Set exercise:
Format the rows below as a Markdown table with the columns Row and Line, numbering each line and leaving out any blank lines.

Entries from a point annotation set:
- - -

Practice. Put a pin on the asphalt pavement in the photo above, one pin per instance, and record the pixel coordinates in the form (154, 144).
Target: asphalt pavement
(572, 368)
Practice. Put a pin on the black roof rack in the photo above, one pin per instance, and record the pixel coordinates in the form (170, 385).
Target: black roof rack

- - -

Reply:
| Row | Line |
|---|---|
| 1 | Practice. Put a pin on the asphalt pavement in the photo above, one pin per instance, and record the pixel coordinates in the form (154, 144). |
| 2 | Target: asphalt pavement |
| 3 | (572, 368) |
| 4 | Practice. Put a pin on the black roof rack in the photo above, one pin per instance, and record the pixel coordinates in the form (170, 385). |
| 5 | Target: black roof rack |